## [What to work on]
Rescale the point coordinates in the answers below by 0.65, rounding each to the nearest whole number with halves going up, and write out every line of all the items again, requests included. Leave the requests and their sample numbers unchanged.

## [Extracted material]

==*==

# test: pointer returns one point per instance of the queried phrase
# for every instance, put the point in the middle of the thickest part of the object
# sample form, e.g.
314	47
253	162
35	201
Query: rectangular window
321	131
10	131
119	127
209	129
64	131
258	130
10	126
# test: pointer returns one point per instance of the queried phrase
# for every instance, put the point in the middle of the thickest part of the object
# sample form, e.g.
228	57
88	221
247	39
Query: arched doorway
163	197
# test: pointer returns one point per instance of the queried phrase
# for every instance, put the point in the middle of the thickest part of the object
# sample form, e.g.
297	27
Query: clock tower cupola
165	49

==*==

## [Full output]
# test: pointer returns one point per instance of the queried phrase
# for every instance, put the point in the middle of the thickest part of the object
# sample form, e.g.
314	47
253	162
35	201
Query: rectangular window
209	85
7	85
77	83
136	84
42	85
168	85
7	82
# test: pointer returns one point per instance of the queried phrase
# for every instance, put the point in the middle of the thickest part of the object
# sample form, e.g.
228	57
88	221
247	39
Query: arched doorway
106	128
# test: pointer returns one point per instance of the queried phrase
# for every instance, put the point in the middle of the thickest part of the object
# sample form, e.g.
297	27
Query: clock tower cupola
107	32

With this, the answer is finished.